== PROBLEM DETAILS ==
Copy out every line in the items below that contains the word "green".
### GIVEN DATA
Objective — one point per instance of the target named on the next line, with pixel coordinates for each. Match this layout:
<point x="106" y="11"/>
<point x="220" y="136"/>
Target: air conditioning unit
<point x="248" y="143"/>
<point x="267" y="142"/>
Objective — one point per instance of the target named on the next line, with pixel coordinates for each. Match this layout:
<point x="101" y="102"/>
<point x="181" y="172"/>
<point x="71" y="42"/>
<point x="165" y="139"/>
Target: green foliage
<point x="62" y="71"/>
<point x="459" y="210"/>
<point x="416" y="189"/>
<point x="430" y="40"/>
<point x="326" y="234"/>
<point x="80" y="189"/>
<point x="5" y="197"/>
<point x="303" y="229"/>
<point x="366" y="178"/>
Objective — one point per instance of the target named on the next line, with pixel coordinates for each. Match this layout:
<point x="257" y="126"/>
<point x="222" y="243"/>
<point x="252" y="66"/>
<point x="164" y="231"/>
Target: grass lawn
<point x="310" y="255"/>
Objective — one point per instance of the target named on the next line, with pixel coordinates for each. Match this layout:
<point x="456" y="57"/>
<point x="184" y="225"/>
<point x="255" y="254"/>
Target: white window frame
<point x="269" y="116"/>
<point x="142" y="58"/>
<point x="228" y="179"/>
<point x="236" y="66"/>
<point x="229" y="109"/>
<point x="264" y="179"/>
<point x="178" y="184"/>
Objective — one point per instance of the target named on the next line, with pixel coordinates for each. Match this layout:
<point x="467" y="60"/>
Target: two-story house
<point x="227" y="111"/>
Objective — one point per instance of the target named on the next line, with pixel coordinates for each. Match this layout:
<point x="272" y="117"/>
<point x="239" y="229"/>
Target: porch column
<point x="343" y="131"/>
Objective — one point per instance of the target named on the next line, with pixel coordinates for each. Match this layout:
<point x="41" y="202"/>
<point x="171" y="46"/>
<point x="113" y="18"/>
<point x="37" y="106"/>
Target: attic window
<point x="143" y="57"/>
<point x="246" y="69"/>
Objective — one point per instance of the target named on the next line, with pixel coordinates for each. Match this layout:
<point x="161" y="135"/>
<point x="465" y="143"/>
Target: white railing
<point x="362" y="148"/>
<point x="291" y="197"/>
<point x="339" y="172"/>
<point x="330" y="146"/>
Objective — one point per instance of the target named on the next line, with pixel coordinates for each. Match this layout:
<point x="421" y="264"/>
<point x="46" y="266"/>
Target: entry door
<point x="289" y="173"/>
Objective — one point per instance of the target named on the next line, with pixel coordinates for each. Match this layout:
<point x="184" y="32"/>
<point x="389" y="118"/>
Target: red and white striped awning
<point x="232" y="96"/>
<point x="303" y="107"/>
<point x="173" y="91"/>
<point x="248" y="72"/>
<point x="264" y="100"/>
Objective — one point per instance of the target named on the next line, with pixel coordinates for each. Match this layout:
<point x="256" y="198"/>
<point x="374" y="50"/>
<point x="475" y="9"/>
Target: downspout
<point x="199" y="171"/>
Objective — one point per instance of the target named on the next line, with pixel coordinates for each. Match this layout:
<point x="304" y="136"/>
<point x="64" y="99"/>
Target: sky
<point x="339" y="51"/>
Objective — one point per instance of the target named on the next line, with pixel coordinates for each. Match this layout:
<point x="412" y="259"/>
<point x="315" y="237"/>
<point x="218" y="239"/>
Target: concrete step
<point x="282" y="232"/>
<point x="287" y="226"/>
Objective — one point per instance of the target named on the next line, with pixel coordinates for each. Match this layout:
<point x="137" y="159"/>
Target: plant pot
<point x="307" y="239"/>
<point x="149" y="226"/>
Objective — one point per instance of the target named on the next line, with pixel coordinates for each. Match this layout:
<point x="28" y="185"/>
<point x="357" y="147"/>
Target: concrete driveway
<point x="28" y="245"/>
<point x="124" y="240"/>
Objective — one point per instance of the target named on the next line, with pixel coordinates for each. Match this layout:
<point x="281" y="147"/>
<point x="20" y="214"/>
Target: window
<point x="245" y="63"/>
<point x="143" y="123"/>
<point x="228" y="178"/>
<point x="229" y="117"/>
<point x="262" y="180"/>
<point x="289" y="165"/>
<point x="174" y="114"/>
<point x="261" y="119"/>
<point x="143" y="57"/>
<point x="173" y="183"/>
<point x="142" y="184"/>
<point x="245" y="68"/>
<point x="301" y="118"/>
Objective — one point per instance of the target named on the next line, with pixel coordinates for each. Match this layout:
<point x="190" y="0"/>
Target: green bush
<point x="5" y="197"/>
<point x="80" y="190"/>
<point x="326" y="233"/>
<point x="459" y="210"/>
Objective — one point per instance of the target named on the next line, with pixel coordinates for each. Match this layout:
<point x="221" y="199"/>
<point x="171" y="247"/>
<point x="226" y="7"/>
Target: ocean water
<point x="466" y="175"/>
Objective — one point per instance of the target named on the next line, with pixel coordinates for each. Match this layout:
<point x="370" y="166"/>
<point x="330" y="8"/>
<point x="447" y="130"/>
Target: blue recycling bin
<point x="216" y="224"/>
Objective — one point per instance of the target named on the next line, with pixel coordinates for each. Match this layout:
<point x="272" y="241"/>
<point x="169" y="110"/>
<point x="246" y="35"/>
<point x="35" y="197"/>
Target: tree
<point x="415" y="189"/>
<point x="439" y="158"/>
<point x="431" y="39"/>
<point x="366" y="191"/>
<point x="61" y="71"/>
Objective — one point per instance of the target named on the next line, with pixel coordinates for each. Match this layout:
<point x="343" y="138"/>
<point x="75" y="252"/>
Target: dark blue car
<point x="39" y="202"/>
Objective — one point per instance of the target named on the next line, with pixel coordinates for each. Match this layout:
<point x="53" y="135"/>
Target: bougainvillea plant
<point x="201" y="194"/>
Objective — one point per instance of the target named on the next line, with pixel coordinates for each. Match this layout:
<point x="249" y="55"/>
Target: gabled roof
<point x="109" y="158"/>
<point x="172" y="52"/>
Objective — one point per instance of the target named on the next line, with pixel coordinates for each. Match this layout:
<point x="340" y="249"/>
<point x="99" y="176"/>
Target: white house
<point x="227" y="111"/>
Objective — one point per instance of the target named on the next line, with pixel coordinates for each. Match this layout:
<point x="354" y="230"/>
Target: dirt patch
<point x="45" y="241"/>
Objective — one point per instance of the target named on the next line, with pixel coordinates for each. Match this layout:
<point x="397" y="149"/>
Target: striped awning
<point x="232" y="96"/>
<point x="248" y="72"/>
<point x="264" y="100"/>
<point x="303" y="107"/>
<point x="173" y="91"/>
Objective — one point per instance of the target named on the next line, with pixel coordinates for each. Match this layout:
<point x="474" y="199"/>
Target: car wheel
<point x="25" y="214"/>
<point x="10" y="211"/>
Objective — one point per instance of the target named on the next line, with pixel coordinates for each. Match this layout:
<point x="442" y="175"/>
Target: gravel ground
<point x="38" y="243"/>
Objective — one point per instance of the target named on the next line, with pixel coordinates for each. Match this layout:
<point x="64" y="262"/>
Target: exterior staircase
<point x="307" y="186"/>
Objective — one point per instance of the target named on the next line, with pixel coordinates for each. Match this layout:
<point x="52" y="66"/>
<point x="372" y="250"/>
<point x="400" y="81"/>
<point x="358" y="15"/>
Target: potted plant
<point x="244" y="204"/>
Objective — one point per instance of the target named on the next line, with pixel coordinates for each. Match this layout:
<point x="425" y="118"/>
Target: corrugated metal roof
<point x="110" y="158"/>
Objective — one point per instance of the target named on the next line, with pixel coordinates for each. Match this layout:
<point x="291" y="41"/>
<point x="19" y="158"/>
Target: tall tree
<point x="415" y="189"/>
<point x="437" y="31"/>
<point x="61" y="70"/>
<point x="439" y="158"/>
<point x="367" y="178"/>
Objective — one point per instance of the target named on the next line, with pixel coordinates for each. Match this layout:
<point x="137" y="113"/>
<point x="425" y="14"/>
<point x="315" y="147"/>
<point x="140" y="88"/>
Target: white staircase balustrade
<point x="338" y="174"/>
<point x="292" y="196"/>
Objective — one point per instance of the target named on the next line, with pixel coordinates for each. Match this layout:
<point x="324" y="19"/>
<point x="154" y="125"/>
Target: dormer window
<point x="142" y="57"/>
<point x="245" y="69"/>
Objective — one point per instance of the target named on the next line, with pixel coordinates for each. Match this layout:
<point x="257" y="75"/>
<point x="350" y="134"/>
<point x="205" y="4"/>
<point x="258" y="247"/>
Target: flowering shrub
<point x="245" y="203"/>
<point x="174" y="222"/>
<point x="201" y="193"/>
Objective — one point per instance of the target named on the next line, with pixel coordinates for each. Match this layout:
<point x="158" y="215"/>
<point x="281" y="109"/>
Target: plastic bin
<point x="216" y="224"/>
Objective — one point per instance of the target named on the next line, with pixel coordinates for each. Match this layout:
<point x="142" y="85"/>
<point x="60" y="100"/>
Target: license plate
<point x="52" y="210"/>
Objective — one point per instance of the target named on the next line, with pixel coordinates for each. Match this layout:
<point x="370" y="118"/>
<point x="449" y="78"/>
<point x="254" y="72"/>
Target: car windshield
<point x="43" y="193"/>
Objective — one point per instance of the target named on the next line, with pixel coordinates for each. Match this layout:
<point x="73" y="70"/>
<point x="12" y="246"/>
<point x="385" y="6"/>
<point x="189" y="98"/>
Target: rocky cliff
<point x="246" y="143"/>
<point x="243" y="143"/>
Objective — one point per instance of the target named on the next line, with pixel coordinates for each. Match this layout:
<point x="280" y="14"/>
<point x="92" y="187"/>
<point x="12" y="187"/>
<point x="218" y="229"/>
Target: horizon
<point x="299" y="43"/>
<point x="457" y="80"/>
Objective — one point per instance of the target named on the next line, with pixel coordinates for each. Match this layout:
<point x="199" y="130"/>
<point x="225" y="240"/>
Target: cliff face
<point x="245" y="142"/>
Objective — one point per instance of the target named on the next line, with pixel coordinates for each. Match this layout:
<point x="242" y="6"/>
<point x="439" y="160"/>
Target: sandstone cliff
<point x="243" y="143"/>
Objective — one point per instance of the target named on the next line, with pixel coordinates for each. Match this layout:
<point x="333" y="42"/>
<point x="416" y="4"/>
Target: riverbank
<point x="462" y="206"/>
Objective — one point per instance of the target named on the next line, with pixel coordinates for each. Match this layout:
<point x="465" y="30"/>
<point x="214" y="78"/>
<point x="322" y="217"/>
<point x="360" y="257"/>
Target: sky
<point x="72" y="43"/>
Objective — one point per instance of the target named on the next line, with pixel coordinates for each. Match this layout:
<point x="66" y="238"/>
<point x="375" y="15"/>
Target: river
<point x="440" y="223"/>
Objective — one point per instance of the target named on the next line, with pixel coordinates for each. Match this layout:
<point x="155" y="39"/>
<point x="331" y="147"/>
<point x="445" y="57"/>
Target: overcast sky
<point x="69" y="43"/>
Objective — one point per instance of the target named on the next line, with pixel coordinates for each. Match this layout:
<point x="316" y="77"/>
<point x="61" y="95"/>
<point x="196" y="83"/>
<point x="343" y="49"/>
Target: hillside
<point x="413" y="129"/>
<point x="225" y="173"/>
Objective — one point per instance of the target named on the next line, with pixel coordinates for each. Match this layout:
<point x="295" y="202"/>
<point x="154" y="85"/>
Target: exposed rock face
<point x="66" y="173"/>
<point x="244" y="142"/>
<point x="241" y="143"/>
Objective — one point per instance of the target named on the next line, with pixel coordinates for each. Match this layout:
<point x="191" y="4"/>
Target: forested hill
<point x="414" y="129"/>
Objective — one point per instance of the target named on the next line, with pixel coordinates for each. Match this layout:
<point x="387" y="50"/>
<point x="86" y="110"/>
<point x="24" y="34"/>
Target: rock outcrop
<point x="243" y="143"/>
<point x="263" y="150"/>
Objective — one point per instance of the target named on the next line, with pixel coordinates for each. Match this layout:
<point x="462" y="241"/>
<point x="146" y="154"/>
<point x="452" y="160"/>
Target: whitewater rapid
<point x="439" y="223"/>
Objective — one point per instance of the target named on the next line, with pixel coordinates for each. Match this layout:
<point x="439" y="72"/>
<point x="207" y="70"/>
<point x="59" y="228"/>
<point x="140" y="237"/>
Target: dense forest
######
== RESPONSE FOR THIS EXERCISE ==
Target: green foliage
Target: green bush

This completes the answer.